### TASKS FOR THIS EXERCISE
a - Pull out every line of the entries below that contains the string "cabinet", matching case exactly.
b - Carry the discussion of Latter-day Saints' success in business and politics forward from its last sentence.

### EXCERPT TO READ
---------------
I think it is based on the scripture that…

“The glory of God is intelligence”, that and a strong “work ethic”. We are push to excel and “magnify our callings”.

Would you agree?

Not all from the MTC excel in business…Don’t want to discuss politics, no rule violations please. I think Romney got his business training from his father, not the MTC.

Here is Artcle

I think it's a classic example of the post hoc ergo propter hoc fallacy (which too many Latter-day Saints and critics of Mormonism use to validate their claims).

In my experience, the most successful Latter-day Saints in business and politics achieved their success because they came from a socio-economic background that allowed them to develop good skills and flourish. Mitt Romney had been primed by his father literally from the moment he could walk. Huntsman came from similar circumstances.
---------------
### RECORDS SHOWN
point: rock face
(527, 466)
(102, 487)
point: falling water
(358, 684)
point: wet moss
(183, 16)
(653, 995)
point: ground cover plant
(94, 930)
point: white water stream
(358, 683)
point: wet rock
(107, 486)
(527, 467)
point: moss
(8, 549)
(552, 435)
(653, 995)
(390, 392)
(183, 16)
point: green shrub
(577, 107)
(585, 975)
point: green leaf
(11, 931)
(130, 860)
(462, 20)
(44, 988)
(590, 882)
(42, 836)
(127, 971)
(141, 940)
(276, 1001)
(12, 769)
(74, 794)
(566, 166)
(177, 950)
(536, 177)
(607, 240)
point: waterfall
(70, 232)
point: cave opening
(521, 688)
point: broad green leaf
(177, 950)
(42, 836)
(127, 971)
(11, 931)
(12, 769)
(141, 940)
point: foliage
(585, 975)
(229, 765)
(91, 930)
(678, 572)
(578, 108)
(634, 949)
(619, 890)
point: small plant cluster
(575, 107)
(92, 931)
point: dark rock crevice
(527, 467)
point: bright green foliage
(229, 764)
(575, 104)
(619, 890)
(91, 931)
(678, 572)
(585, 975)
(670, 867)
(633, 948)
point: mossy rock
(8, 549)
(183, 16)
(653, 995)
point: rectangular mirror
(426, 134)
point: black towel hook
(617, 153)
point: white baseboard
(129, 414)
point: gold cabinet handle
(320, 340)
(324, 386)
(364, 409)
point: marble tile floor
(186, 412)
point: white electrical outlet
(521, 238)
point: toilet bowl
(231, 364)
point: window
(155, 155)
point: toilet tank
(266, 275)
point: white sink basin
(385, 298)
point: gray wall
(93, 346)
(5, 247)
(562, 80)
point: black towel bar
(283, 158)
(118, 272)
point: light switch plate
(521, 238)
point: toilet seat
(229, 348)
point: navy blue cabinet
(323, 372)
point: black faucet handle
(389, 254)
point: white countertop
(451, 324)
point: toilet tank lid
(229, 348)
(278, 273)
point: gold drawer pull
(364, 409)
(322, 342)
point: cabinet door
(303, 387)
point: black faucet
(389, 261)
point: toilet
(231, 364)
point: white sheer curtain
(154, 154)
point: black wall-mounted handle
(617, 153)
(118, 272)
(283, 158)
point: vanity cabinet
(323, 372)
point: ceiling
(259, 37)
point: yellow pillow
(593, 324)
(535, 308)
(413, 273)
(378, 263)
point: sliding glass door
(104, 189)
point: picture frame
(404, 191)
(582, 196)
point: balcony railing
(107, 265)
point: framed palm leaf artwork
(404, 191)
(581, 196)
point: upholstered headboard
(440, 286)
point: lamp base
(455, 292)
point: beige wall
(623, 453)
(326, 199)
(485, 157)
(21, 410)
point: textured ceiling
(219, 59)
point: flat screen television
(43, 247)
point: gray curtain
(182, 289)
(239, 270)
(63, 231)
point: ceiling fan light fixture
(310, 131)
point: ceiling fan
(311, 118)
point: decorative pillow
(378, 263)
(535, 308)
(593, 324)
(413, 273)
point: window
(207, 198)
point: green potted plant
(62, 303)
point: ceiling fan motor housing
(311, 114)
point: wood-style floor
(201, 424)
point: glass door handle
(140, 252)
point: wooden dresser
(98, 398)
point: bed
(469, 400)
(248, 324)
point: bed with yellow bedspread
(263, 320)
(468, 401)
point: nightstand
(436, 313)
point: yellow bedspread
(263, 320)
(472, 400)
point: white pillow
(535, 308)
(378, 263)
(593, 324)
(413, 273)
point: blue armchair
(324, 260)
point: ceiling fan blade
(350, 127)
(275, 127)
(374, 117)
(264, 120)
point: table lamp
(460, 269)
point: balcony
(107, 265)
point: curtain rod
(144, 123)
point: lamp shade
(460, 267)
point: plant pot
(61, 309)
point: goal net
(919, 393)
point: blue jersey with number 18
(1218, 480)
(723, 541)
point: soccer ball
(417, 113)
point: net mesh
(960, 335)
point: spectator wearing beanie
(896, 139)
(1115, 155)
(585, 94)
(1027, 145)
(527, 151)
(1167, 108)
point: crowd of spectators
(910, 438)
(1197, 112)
---------------
### ANSWERS TO THE EXERCISES
a -
point: gold cabinet handle
point: navy blue cabinet
point: cabinet door
point: vanity cabinet

b -
Perhaps faith might play an important role, as Elder Kim B. Clark recently noted:

But the roots of Mormonism’s distinctiveness go beyond the church’s history and organizational structure. They go all the way down to some of the church’s unique theological doctrines. The Mormons believe, for example, in “eternal progression,” which means both that God himself was once a human being and that we can follow his example to evolve into gods ourselves. This progression toward ever-higher stages of divine perfection extends beyond death, continuing into the afterlife.

For Kim Clark, a Mormon and former dean of the Harvard Business School, this doctrine explains a lot about the church’s drive toward economic and educational achievement. “Your whole eternal identity as a person is defined by eternal progression,” says Clark. “We know that…there will be opportunities to grow and learn and become like our heavenly father, to do what he does. That’s a very powerful thing.”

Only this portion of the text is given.